-- START OF Given records --
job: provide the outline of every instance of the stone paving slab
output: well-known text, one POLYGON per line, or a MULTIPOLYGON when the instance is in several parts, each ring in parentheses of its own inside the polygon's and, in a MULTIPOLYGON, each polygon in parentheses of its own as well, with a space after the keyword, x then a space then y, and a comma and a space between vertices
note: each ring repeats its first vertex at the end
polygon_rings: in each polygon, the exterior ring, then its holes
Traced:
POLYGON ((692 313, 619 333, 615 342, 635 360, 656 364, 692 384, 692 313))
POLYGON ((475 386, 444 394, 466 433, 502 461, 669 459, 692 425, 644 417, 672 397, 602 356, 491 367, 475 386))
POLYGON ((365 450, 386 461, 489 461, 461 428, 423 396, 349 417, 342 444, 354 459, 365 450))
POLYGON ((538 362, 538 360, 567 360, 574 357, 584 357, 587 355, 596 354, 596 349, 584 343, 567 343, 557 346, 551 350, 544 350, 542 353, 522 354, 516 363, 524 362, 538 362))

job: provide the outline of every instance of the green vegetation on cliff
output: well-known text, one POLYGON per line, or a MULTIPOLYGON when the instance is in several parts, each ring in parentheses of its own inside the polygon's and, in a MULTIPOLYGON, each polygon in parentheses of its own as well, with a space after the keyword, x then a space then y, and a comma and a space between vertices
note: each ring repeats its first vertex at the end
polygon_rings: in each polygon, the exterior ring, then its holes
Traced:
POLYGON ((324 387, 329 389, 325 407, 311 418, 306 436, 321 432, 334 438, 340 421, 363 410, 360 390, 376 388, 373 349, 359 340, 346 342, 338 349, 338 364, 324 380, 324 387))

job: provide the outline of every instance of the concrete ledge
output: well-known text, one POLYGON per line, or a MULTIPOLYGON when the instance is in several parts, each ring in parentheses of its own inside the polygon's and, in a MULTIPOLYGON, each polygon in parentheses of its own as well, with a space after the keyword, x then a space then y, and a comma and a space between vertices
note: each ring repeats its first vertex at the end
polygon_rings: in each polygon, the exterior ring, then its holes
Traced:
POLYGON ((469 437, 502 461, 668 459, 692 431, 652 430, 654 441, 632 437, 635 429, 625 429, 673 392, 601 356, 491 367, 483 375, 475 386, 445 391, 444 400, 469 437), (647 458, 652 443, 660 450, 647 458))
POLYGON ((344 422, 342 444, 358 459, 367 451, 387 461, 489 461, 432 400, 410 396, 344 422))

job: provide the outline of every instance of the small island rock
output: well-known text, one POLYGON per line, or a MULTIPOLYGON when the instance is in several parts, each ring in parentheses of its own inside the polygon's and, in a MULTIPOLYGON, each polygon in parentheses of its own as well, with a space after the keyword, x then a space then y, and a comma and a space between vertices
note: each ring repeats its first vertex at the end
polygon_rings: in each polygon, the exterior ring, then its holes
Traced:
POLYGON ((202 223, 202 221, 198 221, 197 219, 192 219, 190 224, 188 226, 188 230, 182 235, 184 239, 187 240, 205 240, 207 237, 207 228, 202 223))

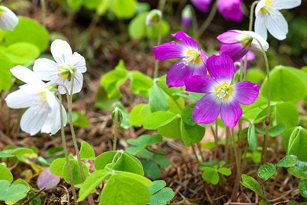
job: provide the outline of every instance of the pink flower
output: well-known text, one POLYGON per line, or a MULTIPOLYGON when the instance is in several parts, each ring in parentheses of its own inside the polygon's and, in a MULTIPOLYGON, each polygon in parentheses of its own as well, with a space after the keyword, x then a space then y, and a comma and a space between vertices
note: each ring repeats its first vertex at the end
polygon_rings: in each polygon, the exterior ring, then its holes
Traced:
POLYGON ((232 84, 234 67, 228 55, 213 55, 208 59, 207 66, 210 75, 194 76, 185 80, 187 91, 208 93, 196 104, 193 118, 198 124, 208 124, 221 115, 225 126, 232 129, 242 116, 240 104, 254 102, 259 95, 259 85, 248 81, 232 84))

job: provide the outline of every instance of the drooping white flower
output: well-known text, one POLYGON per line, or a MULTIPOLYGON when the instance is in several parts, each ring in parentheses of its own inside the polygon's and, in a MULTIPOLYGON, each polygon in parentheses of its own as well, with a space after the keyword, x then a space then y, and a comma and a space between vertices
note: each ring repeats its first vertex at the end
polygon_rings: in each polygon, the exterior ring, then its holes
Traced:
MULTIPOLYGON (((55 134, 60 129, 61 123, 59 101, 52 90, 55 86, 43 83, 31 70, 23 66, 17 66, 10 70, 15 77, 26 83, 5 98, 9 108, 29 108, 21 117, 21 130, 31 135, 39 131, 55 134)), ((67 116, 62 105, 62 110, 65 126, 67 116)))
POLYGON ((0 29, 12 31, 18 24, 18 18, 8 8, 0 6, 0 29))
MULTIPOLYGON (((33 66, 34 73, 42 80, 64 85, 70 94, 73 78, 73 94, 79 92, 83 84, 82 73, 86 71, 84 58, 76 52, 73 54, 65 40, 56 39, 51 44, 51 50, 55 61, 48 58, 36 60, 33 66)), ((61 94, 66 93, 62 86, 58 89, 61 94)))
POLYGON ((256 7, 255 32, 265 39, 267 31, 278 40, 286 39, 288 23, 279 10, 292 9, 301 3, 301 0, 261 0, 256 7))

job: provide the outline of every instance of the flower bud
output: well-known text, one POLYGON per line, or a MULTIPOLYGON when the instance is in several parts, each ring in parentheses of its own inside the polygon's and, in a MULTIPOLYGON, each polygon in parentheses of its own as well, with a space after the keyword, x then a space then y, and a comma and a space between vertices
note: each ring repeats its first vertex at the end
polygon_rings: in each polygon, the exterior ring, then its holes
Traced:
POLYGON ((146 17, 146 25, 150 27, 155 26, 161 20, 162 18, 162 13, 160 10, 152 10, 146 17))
-- END OF Given records --
-- START OF Given records --
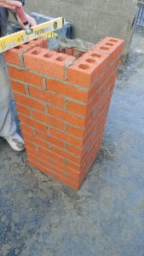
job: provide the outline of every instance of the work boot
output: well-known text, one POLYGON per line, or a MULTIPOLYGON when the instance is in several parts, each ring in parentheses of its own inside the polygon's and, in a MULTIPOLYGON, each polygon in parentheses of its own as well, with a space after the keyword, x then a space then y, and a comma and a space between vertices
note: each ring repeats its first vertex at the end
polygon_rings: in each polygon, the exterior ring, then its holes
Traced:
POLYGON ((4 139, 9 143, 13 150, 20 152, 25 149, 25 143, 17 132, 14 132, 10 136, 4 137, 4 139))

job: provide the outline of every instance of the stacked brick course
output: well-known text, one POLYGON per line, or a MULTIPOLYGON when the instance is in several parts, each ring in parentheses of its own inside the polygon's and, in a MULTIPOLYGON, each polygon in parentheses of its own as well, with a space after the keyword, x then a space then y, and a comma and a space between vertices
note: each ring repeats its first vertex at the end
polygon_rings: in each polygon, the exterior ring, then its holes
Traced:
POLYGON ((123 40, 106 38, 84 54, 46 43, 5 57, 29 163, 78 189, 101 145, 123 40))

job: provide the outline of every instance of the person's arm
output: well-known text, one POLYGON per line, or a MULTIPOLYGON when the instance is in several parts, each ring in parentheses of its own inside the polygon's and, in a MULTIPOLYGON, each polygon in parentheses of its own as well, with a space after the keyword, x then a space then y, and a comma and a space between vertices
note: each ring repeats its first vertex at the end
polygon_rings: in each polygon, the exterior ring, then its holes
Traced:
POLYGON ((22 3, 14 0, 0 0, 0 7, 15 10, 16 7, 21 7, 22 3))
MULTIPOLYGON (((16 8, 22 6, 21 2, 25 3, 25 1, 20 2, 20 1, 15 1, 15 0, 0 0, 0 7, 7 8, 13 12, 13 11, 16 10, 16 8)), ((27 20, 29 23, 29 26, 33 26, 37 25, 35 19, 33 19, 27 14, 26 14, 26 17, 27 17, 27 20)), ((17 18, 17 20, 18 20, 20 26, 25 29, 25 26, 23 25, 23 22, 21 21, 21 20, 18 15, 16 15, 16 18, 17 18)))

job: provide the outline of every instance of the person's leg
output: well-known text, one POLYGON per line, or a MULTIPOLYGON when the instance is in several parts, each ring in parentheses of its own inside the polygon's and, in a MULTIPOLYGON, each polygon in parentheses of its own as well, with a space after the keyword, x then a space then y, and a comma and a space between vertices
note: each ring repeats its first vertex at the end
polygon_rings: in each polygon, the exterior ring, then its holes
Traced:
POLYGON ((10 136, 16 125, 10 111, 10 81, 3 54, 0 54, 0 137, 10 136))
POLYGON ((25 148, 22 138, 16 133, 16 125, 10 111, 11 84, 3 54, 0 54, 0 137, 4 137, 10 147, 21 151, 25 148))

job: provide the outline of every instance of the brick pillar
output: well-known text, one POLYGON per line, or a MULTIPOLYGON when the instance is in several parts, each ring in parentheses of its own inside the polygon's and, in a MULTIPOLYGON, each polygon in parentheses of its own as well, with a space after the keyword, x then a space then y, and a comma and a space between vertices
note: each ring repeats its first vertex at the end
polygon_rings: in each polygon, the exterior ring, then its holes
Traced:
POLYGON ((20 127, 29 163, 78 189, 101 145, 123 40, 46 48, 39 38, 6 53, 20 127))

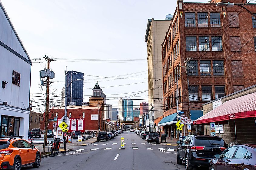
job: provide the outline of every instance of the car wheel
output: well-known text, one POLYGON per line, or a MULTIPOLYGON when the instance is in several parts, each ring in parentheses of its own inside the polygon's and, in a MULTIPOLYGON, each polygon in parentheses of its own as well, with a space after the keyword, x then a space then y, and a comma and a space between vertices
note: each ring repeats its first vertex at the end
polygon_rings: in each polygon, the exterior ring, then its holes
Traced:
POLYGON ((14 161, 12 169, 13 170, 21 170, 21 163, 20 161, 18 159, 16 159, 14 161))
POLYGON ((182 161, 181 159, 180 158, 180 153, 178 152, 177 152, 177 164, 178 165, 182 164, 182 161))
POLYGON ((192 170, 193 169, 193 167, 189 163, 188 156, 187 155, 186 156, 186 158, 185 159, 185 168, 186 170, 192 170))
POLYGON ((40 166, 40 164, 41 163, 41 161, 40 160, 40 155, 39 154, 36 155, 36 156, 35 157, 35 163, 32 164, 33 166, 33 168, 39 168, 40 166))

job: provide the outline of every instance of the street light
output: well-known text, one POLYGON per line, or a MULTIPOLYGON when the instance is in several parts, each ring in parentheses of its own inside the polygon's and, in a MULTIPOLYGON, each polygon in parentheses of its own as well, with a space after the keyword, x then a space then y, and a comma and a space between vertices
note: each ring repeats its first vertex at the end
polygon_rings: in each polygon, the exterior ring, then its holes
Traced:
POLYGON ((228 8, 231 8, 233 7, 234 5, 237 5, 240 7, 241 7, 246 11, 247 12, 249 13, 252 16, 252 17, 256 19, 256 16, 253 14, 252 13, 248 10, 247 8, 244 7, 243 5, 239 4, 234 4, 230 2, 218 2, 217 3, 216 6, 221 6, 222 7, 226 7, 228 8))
-- END OF Given records --
**Work required**:
Arrange the items from the line containing "job: provide the outline of every instance of the person's arm" through the line containing "MULTIPOLYGON (((16 8, 22" as a Markdown table with the columns n and Line, numbering each row and omitting blank lines.

**Task response**:
| n | Line |
|---|---|
| 1 | job: provide the outline of every instance of the person's arm |
| 2 | output: well-known text, one POLYGON per line, or a MULTIPOLYGON when the instance is in several parts, each ring in parentheses of its own inside the polygon's and, in a MULTIPOLYGON, each polygon in parentheses of its own as well, with a space after the keyword, x then a space then y, and a comma and a space between vertices |
| 3 | note: each ring repeats its first vertex at the end |
| 4 | polygon_rings: in each polygon, the exterior ring, then its holes |
| 5 | Traced: |
| 6 | POLYGON ((22 3, 14 0, 0 0, 0 7, 15 10, 16 7, 21 7, 22 3)) |
| 7 | MULTIPOLYGON (((16 8, 22 6, 21 2, 25 3, 25 1, 20 2, 20 1, 15 1, 15 0, 0 0, 0 7, 7 8, 13 12, 13 11, 16 10, 16 8)), ((27 20, 29 23, 29 26, 33 26, 37 25, 35 19, 33 19, 27 14, 26 14, 26 17, 27 17, 27 20)), ((17 18, 17 20, 18 20, 20 26, 25 29, 25 26, 23 25, 23 22, 21 21, 21 20, 18 15, 16 15, 16 18, 17 18))) |